• **Instructions to follow**
Repeat exactly the lines from the line containing "wooden chair on" to the last line of the listing, including both.
------------------------------
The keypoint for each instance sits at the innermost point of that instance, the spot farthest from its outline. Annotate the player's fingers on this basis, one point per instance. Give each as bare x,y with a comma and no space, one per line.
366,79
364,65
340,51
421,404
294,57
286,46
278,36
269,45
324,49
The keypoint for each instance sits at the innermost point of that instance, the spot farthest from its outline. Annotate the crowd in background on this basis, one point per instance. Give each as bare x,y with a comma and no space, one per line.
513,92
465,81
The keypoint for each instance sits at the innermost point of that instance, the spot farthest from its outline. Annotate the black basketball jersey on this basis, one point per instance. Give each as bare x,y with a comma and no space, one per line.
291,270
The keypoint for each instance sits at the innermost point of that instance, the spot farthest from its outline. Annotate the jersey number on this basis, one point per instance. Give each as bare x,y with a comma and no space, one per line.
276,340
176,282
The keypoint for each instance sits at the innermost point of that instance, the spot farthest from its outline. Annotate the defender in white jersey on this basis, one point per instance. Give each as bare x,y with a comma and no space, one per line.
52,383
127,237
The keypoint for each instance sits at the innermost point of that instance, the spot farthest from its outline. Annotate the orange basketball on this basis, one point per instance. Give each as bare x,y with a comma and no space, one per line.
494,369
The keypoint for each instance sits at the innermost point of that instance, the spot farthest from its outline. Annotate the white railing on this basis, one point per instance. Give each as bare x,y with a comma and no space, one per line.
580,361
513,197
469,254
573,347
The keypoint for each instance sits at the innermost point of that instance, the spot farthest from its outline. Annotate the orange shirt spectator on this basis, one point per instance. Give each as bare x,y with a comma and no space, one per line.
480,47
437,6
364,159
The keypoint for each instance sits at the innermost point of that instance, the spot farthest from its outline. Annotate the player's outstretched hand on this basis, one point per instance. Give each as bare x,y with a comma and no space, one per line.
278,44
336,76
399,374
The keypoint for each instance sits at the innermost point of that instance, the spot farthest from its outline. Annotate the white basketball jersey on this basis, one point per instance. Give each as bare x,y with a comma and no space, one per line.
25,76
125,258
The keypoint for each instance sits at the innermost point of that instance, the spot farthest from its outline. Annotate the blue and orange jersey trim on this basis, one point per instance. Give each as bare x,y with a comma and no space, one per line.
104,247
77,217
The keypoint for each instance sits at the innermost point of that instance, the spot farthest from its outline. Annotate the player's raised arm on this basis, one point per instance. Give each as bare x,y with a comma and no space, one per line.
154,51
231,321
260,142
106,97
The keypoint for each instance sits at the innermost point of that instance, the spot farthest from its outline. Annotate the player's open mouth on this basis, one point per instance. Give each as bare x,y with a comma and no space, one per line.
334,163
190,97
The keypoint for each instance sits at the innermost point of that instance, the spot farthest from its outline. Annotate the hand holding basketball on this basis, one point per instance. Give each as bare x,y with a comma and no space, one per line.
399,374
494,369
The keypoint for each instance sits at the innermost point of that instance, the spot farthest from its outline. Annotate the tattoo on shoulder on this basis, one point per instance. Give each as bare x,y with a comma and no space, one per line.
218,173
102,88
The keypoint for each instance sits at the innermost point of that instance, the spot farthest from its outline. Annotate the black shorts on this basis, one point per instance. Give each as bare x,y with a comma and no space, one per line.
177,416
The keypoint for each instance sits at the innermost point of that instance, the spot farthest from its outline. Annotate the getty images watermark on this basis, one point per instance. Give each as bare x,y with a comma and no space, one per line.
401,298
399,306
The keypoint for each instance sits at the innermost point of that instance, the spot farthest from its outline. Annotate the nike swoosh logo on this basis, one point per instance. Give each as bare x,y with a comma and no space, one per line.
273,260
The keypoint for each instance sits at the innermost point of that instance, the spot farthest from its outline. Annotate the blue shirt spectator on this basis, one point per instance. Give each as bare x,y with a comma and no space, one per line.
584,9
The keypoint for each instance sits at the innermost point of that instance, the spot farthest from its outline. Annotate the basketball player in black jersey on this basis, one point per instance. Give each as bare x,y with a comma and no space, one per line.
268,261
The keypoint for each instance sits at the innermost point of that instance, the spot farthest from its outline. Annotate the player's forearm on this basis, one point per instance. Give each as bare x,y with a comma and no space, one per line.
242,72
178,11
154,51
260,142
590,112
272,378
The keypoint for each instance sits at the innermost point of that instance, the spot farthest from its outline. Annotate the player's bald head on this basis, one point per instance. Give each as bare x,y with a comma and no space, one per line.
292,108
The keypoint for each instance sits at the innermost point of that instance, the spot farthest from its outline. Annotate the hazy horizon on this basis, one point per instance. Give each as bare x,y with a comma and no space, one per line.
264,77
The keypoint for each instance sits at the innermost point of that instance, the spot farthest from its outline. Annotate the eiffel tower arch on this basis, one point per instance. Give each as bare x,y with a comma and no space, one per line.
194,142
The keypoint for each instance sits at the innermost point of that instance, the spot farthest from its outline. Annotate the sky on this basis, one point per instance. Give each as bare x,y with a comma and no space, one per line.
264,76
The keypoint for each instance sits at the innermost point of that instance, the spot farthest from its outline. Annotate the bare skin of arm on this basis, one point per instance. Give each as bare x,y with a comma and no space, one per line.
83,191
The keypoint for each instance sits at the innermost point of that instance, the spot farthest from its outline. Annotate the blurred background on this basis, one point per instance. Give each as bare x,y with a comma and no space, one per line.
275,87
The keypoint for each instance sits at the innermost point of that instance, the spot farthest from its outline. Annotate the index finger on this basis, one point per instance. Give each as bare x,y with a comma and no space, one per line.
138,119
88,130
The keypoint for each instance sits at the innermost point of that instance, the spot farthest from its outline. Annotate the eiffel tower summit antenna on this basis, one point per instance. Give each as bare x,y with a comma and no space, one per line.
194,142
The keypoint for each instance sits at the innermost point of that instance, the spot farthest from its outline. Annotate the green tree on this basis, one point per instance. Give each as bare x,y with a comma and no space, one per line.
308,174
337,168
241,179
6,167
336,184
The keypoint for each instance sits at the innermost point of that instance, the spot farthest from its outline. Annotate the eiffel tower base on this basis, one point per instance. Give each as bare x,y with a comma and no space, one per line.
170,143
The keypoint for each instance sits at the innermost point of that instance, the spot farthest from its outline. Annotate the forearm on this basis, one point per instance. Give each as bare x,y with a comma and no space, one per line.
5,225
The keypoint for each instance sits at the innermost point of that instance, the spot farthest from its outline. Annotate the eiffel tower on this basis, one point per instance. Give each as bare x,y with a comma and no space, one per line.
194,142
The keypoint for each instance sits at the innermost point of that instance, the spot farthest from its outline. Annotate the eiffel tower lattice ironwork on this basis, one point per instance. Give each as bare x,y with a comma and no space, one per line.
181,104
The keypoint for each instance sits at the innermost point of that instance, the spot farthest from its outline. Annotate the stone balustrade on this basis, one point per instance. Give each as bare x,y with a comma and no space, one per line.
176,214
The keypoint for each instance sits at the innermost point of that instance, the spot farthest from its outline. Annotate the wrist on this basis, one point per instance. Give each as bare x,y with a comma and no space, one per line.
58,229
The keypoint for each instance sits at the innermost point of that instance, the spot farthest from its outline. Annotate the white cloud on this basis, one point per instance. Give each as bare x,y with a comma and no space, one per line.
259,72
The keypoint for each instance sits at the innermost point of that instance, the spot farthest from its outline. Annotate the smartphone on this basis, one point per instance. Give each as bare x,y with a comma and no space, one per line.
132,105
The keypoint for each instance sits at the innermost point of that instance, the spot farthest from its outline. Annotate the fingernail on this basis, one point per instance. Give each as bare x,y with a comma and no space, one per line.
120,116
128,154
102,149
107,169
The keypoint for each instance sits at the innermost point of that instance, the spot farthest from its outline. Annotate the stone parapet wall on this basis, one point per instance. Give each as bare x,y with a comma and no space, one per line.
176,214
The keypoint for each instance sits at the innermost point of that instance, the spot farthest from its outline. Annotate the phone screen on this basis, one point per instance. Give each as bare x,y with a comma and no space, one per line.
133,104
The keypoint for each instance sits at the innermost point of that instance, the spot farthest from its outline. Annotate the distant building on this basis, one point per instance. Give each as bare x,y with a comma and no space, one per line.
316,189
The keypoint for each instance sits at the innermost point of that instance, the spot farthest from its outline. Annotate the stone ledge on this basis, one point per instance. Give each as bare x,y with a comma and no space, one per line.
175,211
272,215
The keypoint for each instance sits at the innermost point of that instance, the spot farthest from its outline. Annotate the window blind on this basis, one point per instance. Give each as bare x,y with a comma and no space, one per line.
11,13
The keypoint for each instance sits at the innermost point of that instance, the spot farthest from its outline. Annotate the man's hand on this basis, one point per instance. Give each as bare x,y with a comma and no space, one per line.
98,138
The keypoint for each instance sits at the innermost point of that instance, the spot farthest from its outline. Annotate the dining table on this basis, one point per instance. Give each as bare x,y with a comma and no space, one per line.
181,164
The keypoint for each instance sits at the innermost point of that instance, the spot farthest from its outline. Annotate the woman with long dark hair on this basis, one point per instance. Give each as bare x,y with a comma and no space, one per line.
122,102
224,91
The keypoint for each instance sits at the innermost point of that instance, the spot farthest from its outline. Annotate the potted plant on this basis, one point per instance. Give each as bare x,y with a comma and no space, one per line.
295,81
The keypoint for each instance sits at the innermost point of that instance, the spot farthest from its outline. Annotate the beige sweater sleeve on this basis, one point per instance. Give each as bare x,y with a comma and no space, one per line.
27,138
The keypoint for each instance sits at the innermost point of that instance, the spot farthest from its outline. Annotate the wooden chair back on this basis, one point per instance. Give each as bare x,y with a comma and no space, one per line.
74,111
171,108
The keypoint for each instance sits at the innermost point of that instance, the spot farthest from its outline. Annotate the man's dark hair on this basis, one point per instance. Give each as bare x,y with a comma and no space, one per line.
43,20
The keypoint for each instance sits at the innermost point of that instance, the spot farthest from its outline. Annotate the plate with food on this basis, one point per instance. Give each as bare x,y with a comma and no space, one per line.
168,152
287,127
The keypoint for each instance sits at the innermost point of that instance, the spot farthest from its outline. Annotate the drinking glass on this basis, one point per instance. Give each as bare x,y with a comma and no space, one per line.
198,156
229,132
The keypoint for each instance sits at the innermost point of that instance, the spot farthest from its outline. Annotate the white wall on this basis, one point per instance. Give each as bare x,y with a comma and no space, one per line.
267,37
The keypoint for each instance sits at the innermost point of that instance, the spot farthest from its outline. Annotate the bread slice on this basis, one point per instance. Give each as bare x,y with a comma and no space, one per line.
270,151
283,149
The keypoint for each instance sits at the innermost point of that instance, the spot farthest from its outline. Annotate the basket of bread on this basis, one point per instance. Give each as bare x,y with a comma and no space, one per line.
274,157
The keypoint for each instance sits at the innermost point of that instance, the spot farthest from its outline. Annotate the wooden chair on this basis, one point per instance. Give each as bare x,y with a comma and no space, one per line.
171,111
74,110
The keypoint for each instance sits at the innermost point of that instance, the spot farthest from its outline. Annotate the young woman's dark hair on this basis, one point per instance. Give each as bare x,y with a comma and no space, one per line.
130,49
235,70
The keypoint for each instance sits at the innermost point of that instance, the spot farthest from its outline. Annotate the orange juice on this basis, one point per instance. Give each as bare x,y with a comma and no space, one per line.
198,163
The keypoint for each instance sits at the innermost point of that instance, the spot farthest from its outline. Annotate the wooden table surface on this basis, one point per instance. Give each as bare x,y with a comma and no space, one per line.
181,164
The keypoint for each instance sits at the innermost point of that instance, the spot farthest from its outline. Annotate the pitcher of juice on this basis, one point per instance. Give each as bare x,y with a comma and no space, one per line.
------------------------------
• **Output for this task**
The keypoint for each instance sits at the innermost point of that instance, the spot farthest from its outline. Annotate the wooden chair on this basis, one point per instance. Give each as bare x,y with a comma and no space, one per line.
171,111
74,110
The keypoint for each instance sits at the innermost point of that instance, the spot farthest from its outline. Annotate the young woman's dark hair on this basis, one point per instance. Give each as bare x,y with a comma and no space, one per line.
130,49
235,70
The keypoint for each instance sits at the innermost point of that instance, the spot farthest from its outline. Annotate the orange juice on this basis, one point per instance. Give each as bare x,y with a comma and no space, one per line.
198,163
The keypoint for each instance sits at the innermost point of that instance, the spot farthest from its outline. Annotate the wooden table surface on this basis, one point per instance. Give each as bare x,y with a comma and no space, one per line.
181,164
The keypoint for each instance sits at the innermost point of that instance, the spot farthest from its outline. Annotate the pitcher of juice on this basis, one point per instance. Give each as bare x,y with a comma and no space, one per line.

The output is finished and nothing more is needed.